Material for this task:
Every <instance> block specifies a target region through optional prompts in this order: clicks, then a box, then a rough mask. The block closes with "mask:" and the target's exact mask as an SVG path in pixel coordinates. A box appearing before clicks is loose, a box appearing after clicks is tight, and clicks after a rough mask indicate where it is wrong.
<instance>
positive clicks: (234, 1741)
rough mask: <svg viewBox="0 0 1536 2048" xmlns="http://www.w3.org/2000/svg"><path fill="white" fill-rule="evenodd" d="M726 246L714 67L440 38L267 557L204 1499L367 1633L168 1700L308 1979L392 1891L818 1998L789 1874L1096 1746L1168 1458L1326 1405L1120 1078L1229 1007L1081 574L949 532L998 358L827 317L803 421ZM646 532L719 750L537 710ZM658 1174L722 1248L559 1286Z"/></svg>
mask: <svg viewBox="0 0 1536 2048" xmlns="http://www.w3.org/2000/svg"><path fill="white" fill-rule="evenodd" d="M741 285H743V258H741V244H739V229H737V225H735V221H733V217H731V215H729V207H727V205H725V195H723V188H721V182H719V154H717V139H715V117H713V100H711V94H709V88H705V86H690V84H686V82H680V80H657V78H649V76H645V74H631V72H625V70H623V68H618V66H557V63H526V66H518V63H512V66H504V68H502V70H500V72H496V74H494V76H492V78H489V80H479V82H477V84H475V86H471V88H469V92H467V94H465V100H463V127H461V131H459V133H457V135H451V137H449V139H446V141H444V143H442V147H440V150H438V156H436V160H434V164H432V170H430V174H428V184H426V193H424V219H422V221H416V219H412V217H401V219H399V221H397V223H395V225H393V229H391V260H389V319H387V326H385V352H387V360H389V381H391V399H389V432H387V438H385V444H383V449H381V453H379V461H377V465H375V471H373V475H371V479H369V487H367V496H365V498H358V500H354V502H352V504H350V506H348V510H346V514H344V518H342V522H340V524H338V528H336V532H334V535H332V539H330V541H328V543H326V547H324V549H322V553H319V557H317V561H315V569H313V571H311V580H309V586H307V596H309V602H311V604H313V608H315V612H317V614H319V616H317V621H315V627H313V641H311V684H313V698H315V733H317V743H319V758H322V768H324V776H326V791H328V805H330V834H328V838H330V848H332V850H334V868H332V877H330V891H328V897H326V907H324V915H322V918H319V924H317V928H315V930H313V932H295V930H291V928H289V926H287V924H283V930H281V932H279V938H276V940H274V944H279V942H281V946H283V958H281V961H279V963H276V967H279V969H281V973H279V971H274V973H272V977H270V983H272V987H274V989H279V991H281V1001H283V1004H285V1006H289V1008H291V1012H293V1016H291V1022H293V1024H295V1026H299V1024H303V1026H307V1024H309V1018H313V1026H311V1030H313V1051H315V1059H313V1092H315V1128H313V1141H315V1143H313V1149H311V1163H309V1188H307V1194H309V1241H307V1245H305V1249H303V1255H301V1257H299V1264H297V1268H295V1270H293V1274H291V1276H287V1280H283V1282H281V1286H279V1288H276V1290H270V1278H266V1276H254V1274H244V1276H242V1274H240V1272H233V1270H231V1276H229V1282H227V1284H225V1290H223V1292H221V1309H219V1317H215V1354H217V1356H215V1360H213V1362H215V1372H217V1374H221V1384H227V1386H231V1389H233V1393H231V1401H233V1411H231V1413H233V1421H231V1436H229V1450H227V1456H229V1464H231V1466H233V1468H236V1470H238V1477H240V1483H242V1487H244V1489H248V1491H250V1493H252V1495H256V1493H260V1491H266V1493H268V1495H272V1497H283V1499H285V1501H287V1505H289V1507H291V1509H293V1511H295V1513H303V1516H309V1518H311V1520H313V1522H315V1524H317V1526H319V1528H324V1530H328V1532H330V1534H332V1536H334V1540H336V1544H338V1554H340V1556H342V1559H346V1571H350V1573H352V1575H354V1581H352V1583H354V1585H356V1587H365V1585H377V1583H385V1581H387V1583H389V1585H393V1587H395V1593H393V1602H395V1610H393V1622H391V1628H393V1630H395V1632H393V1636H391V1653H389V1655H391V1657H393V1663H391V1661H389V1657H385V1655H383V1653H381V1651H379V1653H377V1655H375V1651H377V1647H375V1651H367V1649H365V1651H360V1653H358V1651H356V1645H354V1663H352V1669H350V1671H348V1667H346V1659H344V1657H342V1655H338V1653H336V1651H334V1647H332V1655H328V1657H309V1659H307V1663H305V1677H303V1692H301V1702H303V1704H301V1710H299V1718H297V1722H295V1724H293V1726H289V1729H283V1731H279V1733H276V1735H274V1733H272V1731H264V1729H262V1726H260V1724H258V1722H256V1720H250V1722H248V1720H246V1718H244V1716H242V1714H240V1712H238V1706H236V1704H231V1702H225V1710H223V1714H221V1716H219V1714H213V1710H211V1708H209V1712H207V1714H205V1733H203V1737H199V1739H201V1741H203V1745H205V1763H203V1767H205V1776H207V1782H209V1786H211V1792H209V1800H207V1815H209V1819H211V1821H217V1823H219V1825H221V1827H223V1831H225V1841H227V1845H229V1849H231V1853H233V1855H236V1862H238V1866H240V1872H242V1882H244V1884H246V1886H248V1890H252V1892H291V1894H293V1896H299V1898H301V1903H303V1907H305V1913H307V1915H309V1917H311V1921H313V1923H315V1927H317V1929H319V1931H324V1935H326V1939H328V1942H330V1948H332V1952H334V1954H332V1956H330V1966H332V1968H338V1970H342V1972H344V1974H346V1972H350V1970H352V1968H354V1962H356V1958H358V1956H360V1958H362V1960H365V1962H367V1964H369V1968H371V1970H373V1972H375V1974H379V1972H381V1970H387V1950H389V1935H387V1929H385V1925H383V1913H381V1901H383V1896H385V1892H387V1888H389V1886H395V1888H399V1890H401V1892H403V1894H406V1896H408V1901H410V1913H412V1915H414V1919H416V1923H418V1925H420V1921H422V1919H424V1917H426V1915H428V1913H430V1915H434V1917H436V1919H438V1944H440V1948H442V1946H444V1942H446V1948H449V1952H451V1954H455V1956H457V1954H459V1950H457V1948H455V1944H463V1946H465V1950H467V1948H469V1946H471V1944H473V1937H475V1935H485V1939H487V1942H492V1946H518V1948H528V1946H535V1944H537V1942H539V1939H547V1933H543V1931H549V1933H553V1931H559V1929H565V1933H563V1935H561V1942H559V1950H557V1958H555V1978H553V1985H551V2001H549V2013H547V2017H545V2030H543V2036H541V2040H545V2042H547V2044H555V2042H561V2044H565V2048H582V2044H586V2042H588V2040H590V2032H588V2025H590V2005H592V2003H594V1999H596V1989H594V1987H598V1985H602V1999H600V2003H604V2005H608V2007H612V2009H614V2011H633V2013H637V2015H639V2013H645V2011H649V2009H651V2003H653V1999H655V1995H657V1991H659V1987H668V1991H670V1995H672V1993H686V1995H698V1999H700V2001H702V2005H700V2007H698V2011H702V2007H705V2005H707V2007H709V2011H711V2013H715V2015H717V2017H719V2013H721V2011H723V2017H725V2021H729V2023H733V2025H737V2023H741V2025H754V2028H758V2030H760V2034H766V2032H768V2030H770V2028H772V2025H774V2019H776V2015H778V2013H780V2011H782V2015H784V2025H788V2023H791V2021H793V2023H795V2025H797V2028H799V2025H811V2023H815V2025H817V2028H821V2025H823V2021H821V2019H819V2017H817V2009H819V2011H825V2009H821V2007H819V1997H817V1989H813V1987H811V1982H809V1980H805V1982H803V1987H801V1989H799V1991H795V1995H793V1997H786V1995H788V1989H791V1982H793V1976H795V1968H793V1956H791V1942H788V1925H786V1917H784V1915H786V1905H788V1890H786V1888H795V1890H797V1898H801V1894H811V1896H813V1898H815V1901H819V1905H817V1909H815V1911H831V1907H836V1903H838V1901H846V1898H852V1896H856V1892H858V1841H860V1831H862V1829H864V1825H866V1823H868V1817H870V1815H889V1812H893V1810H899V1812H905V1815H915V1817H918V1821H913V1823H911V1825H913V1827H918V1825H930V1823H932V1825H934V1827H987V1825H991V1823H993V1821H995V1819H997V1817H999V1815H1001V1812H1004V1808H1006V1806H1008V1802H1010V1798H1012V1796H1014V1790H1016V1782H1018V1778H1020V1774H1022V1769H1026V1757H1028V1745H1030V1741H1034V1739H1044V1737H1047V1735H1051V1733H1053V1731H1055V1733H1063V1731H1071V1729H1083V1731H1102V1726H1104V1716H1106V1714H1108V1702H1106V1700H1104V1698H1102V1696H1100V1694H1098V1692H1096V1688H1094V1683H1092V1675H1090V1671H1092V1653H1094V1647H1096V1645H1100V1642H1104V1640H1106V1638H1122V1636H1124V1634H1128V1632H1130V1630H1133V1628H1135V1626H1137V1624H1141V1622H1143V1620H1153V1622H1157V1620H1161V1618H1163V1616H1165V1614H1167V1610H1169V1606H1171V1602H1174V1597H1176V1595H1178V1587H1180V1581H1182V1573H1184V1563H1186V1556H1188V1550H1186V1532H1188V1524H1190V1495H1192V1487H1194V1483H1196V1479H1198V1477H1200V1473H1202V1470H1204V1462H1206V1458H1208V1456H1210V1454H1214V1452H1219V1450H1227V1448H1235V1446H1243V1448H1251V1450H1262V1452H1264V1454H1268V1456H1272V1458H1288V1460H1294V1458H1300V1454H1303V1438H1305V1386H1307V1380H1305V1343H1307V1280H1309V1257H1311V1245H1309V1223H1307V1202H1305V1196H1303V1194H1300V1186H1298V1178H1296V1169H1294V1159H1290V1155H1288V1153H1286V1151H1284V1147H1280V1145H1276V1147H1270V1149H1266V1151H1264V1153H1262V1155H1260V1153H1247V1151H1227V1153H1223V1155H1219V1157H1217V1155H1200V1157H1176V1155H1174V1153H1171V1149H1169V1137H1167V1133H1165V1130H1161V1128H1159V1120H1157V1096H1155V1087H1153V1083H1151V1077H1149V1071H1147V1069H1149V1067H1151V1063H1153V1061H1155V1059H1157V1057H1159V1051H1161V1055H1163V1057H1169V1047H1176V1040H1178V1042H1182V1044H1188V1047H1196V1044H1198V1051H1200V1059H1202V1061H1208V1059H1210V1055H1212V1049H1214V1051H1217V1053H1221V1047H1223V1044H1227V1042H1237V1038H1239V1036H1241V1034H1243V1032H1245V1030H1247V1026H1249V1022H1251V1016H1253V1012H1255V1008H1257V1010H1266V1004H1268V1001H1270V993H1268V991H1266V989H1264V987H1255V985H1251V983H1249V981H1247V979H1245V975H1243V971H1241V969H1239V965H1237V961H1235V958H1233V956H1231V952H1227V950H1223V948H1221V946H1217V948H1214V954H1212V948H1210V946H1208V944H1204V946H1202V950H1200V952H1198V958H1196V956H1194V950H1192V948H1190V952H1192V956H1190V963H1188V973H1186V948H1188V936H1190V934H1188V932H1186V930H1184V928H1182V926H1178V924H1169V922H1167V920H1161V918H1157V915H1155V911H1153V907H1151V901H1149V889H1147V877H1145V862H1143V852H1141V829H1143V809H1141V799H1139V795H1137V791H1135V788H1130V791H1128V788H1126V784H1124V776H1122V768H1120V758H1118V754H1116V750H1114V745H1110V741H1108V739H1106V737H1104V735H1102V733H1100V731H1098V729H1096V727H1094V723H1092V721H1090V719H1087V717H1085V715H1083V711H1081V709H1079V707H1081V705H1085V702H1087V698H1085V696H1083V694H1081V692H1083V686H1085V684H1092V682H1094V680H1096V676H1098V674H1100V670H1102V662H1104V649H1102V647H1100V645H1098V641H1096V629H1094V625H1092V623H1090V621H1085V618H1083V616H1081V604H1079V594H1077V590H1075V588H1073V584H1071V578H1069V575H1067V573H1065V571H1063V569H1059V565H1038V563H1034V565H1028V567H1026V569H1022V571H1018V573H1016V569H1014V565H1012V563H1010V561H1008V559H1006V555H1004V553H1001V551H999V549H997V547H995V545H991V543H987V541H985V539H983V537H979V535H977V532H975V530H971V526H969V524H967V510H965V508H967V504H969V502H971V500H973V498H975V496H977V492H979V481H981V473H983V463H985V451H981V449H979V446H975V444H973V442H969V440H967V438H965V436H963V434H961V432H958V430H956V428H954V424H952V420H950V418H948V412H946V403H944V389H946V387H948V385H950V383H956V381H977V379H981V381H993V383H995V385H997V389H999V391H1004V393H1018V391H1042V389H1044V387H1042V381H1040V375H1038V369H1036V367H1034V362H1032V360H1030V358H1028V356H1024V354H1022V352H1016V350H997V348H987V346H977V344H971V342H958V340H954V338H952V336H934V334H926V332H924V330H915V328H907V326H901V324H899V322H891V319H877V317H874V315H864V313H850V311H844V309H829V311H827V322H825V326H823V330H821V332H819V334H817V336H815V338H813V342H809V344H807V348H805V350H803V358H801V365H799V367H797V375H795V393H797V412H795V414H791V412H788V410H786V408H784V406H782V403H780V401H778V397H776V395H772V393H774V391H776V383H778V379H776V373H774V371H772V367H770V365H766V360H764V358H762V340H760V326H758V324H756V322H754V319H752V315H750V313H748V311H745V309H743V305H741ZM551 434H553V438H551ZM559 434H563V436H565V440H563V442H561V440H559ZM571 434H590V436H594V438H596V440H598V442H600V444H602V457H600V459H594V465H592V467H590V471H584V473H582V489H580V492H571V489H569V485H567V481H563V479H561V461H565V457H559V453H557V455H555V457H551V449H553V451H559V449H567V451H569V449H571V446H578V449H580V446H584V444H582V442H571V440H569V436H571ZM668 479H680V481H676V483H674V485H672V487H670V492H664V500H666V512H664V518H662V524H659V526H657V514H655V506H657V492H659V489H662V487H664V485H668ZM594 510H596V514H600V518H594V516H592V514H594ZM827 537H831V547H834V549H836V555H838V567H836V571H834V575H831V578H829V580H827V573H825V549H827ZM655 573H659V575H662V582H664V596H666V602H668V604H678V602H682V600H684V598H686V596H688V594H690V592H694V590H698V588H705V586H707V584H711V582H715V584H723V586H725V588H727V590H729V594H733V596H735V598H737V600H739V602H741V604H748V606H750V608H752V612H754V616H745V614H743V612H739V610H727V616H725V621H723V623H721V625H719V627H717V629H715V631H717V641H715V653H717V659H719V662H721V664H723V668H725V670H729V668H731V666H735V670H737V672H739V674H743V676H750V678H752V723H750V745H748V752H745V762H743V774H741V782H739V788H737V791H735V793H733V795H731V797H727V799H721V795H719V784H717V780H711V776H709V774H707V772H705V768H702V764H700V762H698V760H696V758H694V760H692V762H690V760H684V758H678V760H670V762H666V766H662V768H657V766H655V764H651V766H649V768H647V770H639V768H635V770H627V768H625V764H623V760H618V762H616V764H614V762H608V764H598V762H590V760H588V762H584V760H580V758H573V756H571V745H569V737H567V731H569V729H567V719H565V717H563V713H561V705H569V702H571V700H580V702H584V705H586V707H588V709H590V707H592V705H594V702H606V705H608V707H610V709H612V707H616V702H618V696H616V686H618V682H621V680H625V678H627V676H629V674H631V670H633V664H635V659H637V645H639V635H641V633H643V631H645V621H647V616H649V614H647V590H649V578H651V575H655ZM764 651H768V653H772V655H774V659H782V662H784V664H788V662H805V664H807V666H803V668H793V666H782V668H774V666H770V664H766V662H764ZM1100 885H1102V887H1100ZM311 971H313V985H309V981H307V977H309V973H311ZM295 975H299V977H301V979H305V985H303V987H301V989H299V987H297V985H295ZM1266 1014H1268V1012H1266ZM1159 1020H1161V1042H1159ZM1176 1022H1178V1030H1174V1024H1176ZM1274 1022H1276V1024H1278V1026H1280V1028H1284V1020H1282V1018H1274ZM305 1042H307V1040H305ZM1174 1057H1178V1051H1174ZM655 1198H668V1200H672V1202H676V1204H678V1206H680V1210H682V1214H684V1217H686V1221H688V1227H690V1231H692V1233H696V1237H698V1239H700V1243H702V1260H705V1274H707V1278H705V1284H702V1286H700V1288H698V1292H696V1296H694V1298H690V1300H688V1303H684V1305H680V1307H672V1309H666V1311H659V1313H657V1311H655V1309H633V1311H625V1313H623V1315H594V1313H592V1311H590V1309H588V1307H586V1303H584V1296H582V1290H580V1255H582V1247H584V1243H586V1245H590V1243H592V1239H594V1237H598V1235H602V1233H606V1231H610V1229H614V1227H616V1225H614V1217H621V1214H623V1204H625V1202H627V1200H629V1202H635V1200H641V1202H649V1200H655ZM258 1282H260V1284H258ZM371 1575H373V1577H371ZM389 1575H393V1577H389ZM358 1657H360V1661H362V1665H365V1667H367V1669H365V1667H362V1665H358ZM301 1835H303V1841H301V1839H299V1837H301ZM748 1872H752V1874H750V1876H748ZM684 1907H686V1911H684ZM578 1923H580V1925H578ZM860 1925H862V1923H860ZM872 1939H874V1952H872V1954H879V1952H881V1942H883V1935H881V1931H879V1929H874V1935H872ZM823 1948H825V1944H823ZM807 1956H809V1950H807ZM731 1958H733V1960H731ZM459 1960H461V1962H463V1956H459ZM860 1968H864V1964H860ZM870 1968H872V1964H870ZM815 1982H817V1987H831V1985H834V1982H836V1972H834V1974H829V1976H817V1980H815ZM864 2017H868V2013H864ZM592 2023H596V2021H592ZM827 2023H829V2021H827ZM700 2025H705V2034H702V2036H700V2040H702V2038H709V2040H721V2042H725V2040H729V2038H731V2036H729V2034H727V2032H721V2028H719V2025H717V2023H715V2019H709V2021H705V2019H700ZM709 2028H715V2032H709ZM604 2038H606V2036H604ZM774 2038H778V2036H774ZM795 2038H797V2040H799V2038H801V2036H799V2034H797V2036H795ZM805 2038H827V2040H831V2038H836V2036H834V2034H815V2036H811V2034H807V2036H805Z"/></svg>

Exercise aim:
Reproduce the records verbatim, starting at their first line and ending with the line that contains "positive clicks: (234, 1741)", including both.

Task answer:
Every <instance> block specifies a target region through optional prompts in this order: clicks, then a box, then a rough mask. The block closes with "mask:" and the target's exact mask as an SVG path in pixel coordinates. A box appearing before clicks is loose, a box appearing after clicks is tight, and clicks after a rough mask indicate where it is wrong.
<instance>
positive clicks: (234, 1741)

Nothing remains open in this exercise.